**Document segment**:
┄┄┄┄┄┄┄┄┄┄┄┄┄┄┄┄┄┄┄┄

After variable selection and transformation, the resulting dataset,
CollegeDataset2, comprised 5154 observations with 13
columns. This meticulous process of variable selection guarantees the
integrity and relevance of the dataset for future analyses, facilitating
meaningful insights into the factors influencing graduation rates in
higher education institutions.
To initiate this analysis, outliers were identified and removed from the dataset using two distinct methods: Mahalanobis Distance and Local Outlier Factor (LOF). These methods provide valuable insights into data points that deviate significantly from the majority, assisting in the creation of robust statistical models.
The Mahalanobis Distance method detects outliers based on the
calculated distance of each data point from the centroid of the dataset,
accounting for the covariance structure of the variables. For this
analysis, the numeric columns relevant to the study, namely
C150_4_L4, NUMBRANCH, UG25ABV,
UGDS, UGDS_WHITE, PCTPELL,
PCTFLOAN, UGDS_BLACK, UGDS_HISP,
and UGDS_ASIAN, were selected.
# print types of columns in college dataset 2
# sapply(CollegeDataset2, class) # Not all numeric
# Use mahalanobis distance to detect outliers, based on the following numeric columns:
# -------------------------------------------------------------------------
# "C150_4_L4" "NUMBRANCH" "UGD" "UGDS_WHITE" "PCTPELL" "PCTFLOAN"
# "UGDS_BLACK" "UGDS_HISP" "UGDS_ASIAN" "UG25ABV"
# -------------------------------------------------------------------------
listofcols = c("C150_4_L4","NUMBRANCH", "UG25ABV", "UGDS", "UGDS_WHITE",
"PCTPELL","PCTFLOAN","UGDS_BLACK","UGDS_HISP","UGDS_ASIAN")
# check if the columns in the list are numeric
# sapply(CollegeDataset2[, listofcols], class) #All numeric
# Use mahalanobis distance to detect outliers
outliers = mahalanobis(CollegeDataset2[, listofcols],
colMeans(CollegeDataset2[, listofcols]),
cov(CollegeDataset2[, listofcols]))
# print(outliers)
# Use the quantile function to find the 95th percentile of the mahalanobis distance
# The ones above this value are the outliers
Outlier_Threshold = quantile(outliers, 0.95)
# print(Outlier_Threshold) # 26.05974
# print the outliers
# dim(CollegeDataset2[outliers > Outlier_Threshold, ]) # 258 outliers
# Create a colunm to identify the outliers
CollegeDataset2$Outliers_Maha = ifelse(outliers > Outlier_Threshold, 1, 0)
# Print first 6 rows
Outlier_Maha_College2_6 <- head(CollegeDataset2)
# Present as a nice table
knitr::kable(Outlier_Maha_College2_6, caption =
"College Dataset w/ Outliers (Mahalanobis Distance)")

┄┄┄┄┄┄┄┄┄┄┄┄┄┄┄┄┄┄┄┄

**Dataset extract**:
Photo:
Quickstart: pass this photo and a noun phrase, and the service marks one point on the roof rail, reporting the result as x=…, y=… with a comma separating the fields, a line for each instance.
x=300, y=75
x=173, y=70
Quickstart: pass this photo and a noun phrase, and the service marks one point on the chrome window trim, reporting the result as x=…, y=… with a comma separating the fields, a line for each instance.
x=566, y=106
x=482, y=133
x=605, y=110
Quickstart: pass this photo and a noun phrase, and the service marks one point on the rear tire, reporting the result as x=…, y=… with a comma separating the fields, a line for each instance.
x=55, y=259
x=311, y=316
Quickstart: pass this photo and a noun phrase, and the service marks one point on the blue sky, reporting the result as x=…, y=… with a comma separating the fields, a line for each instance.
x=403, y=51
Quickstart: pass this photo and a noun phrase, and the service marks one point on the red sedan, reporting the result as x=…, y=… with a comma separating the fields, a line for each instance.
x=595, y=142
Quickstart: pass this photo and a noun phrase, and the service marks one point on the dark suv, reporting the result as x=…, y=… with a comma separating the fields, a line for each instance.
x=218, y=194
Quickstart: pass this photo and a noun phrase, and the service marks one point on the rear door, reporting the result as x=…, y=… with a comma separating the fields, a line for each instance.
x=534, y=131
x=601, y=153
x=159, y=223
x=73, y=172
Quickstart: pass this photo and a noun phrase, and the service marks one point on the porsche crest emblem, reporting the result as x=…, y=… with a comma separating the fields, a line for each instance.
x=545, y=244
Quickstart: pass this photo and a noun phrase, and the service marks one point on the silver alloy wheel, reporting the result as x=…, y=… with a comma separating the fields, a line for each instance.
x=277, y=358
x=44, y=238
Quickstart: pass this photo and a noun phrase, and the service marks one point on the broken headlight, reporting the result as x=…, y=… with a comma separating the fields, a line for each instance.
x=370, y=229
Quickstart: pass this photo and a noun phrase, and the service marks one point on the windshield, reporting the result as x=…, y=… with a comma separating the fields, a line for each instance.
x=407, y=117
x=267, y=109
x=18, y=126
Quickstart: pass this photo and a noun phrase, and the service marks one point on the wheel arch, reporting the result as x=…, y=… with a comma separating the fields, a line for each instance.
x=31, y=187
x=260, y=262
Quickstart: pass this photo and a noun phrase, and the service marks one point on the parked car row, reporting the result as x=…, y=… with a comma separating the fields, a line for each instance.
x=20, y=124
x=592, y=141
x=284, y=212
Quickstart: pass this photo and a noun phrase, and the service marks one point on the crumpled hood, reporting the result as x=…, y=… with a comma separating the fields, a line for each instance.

┄┄┄┄┄┄┄┄┄┄┄┄┄┄┄┄┄┄┄┄

**Written instruction**: Continue the write-up on detecting outliers in the college dataset from the point where it stops. The entries come from a different source than the write-up on outlier detection.

**Solved exercise**:
| C150_4_L4 | Completion_Rate_Median | Completion_Rate_High | NUMBRANCH | UG25ABV | HIGHDEG | UGDS | UGDS_WHITE | UGDS_BLACK | UGDS_HISP | UGDS_ASIAN | PCTPELL | PCTFLOAN | Outliers_Maha |
|---|---|---|---|---|---|---|---|---|---|---|---|---|---|
| 0.2807 | Below Median | Other | 1 | 0.0617 | Graduate Degree | 5098 | 0.0184 | 0.8978 | 0.0114 | 0.0014 | 0.6853 | 0.6552 | 0 |
| 0.6245 | Above Median | Other | 1 | 0.1794 | Graduate Degree | 13284 | 0.5297 | 0.2458 | 0.0669 | 0.0767 | 0.3253 | 0.4401 | 0 |
| 0.4444 | Below Median | Other | 1 | 0.8606 | Graduate Degree | 251 | 0.2470 | 0.6932 | 0.0438 | 0.0000 | 0.7852 | 0.8423 | 0 |
| 0.6072 | Above Median | Other | 1 | 0.1519 | Graduate Degree | 7358 | 0.7196 | 0.0871 | 0.0610 | 0.0357 | 0.2377 | 0.3578 | 0 |
| 0.2843 | Below Median | Other | 1 | 0.0677 | Graduate Degree | 3495 | 0.0152 | 0.9259 | 0.0129 | 0.0020 | 0.7205 | 0.7637 | 0 |
| 0.7223 | Above Median | Other | 1 | 0.0735 | Graduate Degree | 30725 | 0.7676 | 0.1050 | 0.0549 | 0.0137 | 0.1712 | 0.3454 | 0 |
# Create a data frame with Outliers_Maha and their colors based on the threshold
Outliers_Maha_df <- data.frame(
Outliers_Maha = outliers,
color = ifelse(outliers > Outlier_Threshold, "red", "black"))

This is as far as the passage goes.